:: Set problem ::
Can you copy out each of the entries below word for word, leaving out the pictures?

:: Given data ::

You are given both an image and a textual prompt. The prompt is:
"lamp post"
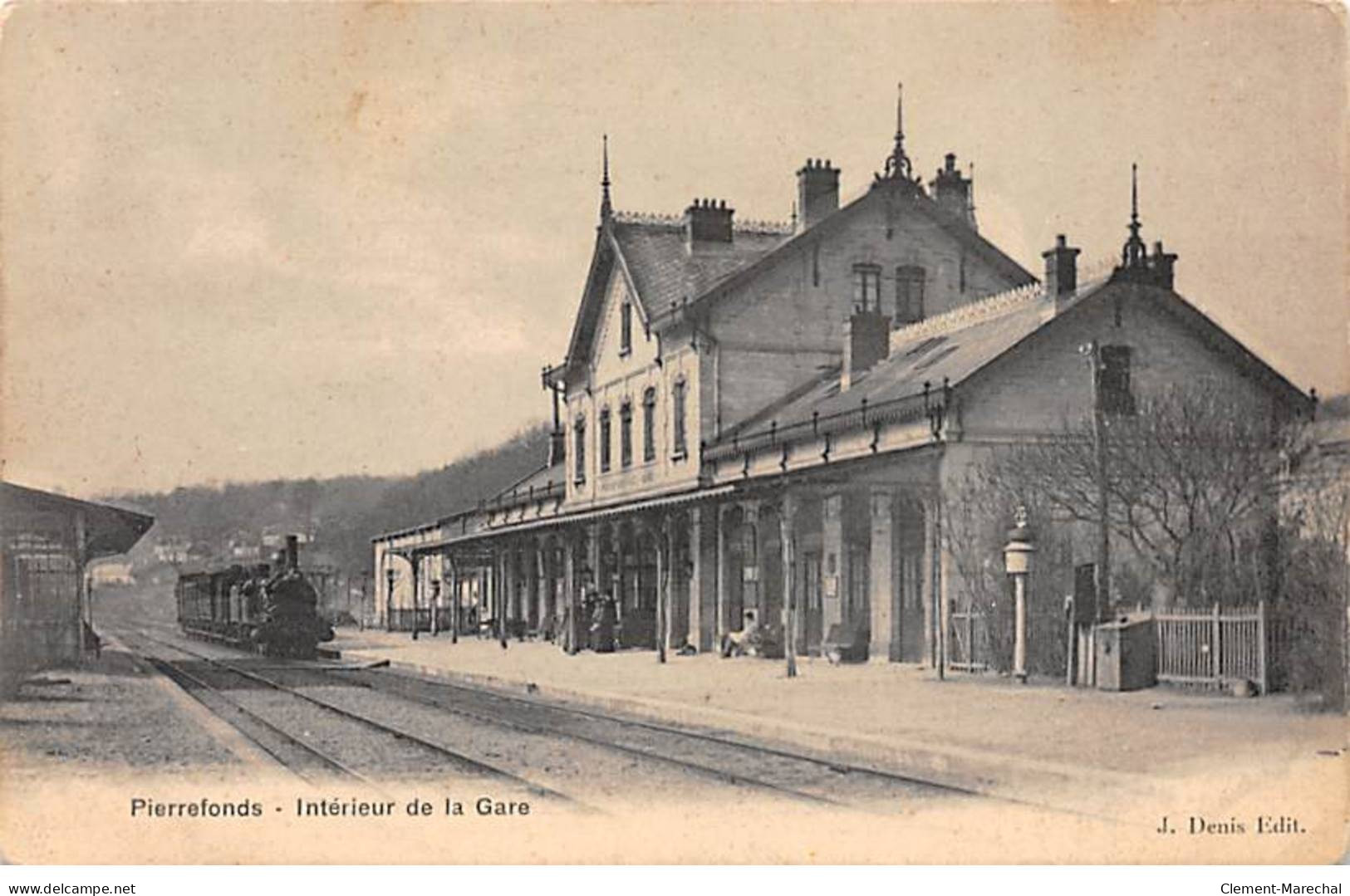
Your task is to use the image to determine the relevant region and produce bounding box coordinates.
[1003,505,1035,684]
[430,579,440,639]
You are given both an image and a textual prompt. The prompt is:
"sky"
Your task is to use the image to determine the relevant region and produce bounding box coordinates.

:: Right answer ::
You are given both an image and a textual prompt. The prompt is:
"lamp post"
Your task is to use the image to determine the relevant region and produce bounding box coordinates.
[1003,505,1035,684]
[430,579,440,639]
You are given both an image and a textual prompt. The prompt is:
"sky"
Your task is to use the image to determine the relevant region and produce bounding box coordinates.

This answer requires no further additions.